Thank you for your repsonses. I am praying about them.

I had my prenatal with my midwife, and we did talk a little about what she had said. I did not feel like talking to her about the things she said to me about my motives that were painful, but I did address several other issues. I will be addressing the things that hurt me at some point in the near future, but felt they were out of place at the time. 

I told her that Lynn was already at our house, I told her that her grandparents have made it clear that they are unwilling to take her in and are supportive and grateful to us that we are taking her in. I told her that our conviction was scriptural and that our concern was not so much the outcome, but being obedient to the Lord in taking her in. I told her we would be helping to get Lynn on her feet and able to be out on her own soon.

I listened a lot too. My midwife lived with several families in her late teens as well. One place she was molested, and at another place she was taken advantage of by being a free babysitter. The last place was a good place for her and she did like being there. So I think she has a few unresolved issues from her own past coming into play that color her view of things here.

I also found out that even before Lynn moved away last fall, there was a standing rule that Lynn couldnt come over to their house unless my midwife was home, because she had seen Lynn try to scheme her daughter into doing things or sneaking out, etc. Her daughter could go to Lynn's grandparents house only if they were there. I am a little offended that I am not considered a responsible adult for them to be around together, but I can get over that. I am clear on the rule and its intent now, so that's good.

→ PROBLEM A:
In the post, condense the paragraph beginning "I told her that Lynn was already at our house" into a short bulleted list that keeps its main facts.
The post above and the entries that follow are unrelated and should be handled independently.

→ INPUT FOR THIS TASK:
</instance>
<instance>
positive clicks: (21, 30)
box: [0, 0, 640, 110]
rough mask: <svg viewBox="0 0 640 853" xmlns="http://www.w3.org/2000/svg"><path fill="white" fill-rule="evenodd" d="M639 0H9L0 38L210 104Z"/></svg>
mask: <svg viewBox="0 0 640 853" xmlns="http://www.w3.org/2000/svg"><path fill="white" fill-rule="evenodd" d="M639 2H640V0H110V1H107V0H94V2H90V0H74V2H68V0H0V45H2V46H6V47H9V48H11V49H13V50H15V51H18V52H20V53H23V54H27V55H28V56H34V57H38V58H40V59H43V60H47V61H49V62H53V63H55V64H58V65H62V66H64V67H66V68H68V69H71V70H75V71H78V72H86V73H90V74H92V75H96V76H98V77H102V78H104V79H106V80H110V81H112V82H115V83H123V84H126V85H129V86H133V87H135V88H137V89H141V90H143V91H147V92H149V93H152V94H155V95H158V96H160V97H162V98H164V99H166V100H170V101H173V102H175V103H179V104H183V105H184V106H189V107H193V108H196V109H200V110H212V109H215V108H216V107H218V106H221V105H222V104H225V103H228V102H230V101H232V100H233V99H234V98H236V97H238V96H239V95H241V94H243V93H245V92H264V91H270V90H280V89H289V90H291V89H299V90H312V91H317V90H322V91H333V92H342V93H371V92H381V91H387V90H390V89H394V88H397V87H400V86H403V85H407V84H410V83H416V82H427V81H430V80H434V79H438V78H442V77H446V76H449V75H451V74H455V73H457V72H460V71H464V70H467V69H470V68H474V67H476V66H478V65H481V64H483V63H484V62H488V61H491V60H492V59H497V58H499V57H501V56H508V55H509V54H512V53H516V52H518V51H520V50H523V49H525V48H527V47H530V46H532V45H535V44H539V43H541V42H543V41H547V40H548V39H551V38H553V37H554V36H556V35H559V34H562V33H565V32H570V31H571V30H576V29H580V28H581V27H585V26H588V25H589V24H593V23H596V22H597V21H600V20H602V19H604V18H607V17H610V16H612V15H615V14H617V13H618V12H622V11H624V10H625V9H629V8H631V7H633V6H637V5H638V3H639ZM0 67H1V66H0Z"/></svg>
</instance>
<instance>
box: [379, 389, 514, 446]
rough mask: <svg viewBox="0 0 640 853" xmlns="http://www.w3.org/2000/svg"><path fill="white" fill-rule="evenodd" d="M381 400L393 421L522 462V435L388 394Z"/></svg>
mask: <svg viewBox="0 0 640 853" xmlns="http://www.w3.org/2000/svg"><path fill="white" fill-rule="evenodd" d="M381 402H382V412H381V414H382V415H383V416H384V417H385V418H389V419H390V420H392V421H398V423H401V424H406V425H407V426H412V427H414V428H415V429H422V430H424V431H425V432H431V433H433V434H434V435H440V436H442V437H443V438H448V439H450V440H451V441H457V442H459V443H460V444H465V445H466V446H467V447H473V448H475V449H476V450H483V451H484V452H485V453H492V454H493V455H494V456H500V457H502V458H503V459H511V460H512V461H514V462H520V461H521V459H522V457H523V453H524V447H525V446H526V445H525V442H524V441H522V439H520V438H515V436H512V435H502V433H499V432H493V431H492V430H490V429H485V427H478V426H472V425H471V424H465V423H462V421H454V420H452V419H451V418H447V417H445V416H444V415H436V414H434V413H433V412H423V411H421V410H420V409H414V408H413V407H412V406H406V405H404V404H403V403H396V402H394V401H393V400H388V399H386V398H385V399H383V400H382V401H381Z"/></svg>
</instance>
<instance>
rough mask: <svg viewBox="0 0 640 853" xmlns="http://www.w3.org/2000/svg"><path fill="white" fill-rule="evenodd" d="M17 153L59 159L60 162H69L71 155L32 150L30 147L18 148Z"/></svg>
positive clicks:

→ PROBLEM B:
Extract every line of the entries that contains the string "rough", matching case exactly.

→ ANSWER AREA A:
- Lynn was already staying at our house.
- Her grandparents will not take her in, but they support us and are grateful that we are.
- Our conviction is scriptural, and our concern is obeying the Lord rather than the outcome.
- We will help Lynn get on her feet so she can soon live on her own.

→ ANSWER AREA B:
rough mask: <svg viewBox="0 0 640 853" xmlns="http://www.w3.org/2000/svg"><path fill="white" fill-rule="evenodd" d="M639 0H9L0 38L210 104Z"/></svg>
rough mask: <svg viewBox="0 0 640 853" xmlns="http://www.w3.org/2000/svg"><path fill="white" fill-rule="evenodd" d="M381 400L393 421L522 462V435L388 394Z"/></svg>
rough mask: <svg viewBox="0 0 640 853" xmlns="http://www.w3.org/2000/svg"><path fill="white" fill-rule="evenodd" d="M17 153L59 159L60 162H69L71 155L32 150L30 147L18 148Z"/></svg>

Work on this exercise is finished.